Фрагмент документа:
══════════

Ф. Дайсон. Ну, в этой области я не специалист. Но мне вполне ясно, что то, что заявляли раньше по поводу искусственного интеллекта, было преувеличением. Пятьдесят лет назад нам говорили, что компьютеры сравняются по интеллекту с людьми, но этого не произошло. И мне было бы сложно поверить, что это произойдет в ближайшие пятьдесят лет. Я не стал бы отвечать за более долгий срок. Компьютеры лучше нас умеют играть в шахматы, это верно. Но для этого нужен очень ограниченный набор способностей. Нам приходится делать вещи более сложные, чем игра в шахматы.

Вопрос. Не был ли бы это лучший способ избавиться от ядерного оружия — взять всё это оружие, всё существующее, и использовать его как топливо для космического корабля, такого как «Орион»?

══════════

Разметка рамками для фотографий
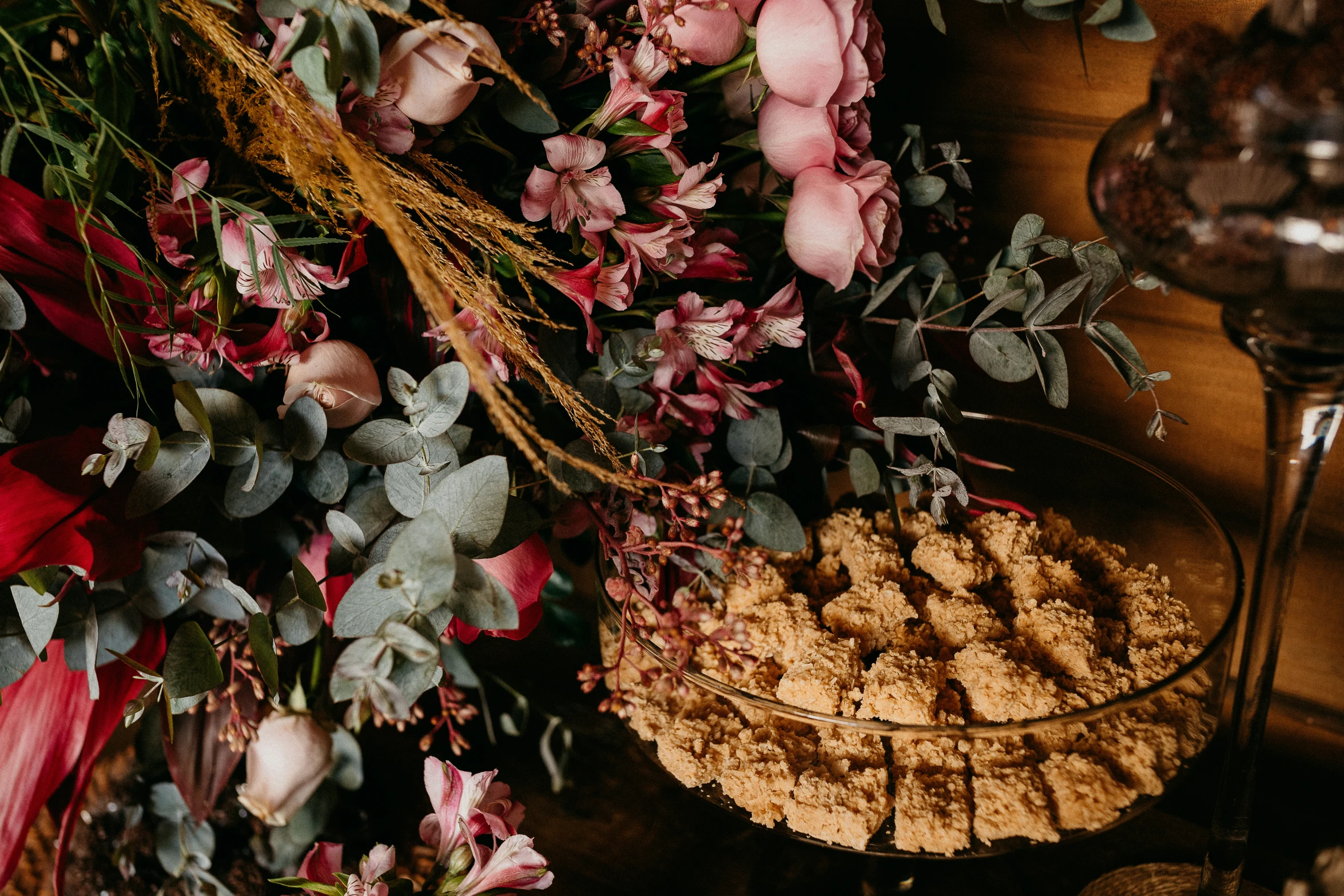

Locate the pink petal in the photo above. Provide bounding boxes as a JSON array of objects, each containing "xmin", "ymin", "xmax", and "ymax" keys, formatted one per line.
[
  {"xmin": 784, "ymin": 168, "xmax": 863, "ymax": 290},
  {"xmin": 757, "ymin": 93, "xmax": 836, "ymax": 178},
  {"xmin": 757, "ymin": 0, "xmax": 844, "ymax": 106},
  {"xmin": 172, "ymin": 157, "xmax": 210, "ymax": 203},
  {"xmin": 542, "ymin": 134, "xmax": 606, "ymax": 172}
]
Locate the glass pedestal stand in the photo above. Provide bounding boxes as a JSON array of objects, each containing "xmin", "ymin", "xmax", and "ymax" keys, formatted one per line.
[{"xmin": 1199, "ymin": 309, "xmax": 1344, "ymax": 896}]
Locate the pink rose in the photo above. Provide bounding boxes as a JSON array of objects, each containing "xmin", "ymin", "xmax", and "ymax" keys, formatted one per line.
[
  {"xmin": 238, "ymin": 712, "xmax": 336, "ymax": 827},
  {"xmin": 640, "ymin": 0, "xmax": 761, "ymax": 66},
  {"xmin": 784, "ymin": 161, "xmax": 901, "ymax": 289},
  {"xmin": 277, "ymin": 339, "xmax": 383, "ymax": 430},
  {"xmin": 757, "ymin": 0, "xmax": 884, "ymax": 106},
  {"xmin": 380, "ymin": 19, "xmax": 500, "ymax": 125},
  {"xmin": 757, "ymin": 93, "xmax": 872, "ymax": 178}
]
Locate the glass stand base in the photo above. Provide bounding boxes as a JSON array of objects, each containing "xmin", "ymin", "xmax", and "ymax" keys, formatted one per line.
[{"xmin": 1078, "ymin": 862, "xmax": 1274, "ymax": 896}]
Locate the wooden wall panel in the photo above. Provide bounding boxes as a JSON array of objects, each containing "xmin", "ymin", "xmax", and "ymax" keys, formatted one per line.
[{"xmin": 874, "ymin": 0, "xmax": 1344, "ymax": 734}]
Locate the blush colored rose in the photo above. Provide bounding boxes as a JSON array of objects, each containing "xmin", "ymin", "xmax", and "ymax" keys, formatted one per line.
[
  {"xmin": 784, "ymin": 161, "xmax": 901, "ymax": 289},
  {"xmin": 757, "ymin": 0, "xmax": 884, "ymax": 106},
  {"xmin": 238, "ymin": 712, "xmax": 336, "ymax": 827},
  {"xmin": 277, "ymin": 339, "xmax": 383, "ymax": 430},
  {"xmin": 380, "ymin": 19, "xmax": 500, "ymax": 125},
  {"xmin": 640, "ymin": 0, "xmax": 761, "ymax": 66}
]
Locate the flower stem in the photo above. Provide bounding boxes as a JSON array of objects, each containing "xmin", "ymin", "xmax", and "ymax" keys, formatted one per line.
[
  {"xmin": 704, "ymin": 211, "xmax": 784, "ymax": 222},
  {"xmin": 681, "ymin": 50, "xmax": 755, "ymax": 93}
]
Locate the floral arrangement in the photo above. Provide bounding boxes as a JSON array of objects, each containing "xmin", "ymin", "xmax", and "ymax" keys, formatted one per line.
[{"xmin": 0, "ymin": 0, "xmax": 1180, "ymax": 895}]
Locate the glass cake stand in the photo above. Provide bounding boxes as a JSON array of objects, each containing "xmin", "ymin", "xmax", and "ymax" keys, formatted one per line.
[
  {"xmin": 1087, "ymin": 0, "xmax": 1344, "ymax": 896},
  {"xmin": 599, "ymin": 414, "xmax": 1243, "ymax": 858}
]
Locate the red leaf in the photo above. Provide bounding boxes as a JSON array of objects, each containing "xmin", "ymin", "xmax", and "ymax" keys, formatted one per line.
[
  {"xmin": 0, "ymin": 426, "xmax": 152, "ymax": 580},
  {"xmin": 164, "ymin": 655, "xmax": 258, "ymax": 822},
  {"xmin": 0, "ymin": 619, "xmax": 165, "ymax": 895},
  {"xmin": 0, "ymin": 177, "xmax": 154, "ymax": 360}
]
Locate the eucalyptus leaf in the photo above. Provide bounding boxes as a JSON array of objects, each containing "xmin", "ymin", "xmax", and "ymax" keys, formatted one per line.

══════════

Приведите заново часть фрагмента об искусственном интеллекте, начиная со слов «Ф. Дайсон. Ну, в» и заканчивая словами «игра в шахматы.». Замените в ней «шахматы» на «шашки».

Ф. Дайсон. Ну, в этой области я не специалист. Но мне вполне ясно, что то, что заявляли раньше по поводу искусственного интеллекта, было преувеличением. Пятьдесят лет назад нам говорили, что компьютеры сравняются по интеллекту с людьми, но этого не произошло. И мне было бы сложно поверить, что это произойдет в ближайшие пятьдесят лет. Я не стал бы отвечать за более долгий срок. Компьютеры лучше нас умеют играть в шашки, это верно. Но для этого нужен очень ограниченный набор способностей. Нам приходится делать вещи более сложные, чем игра в шашки.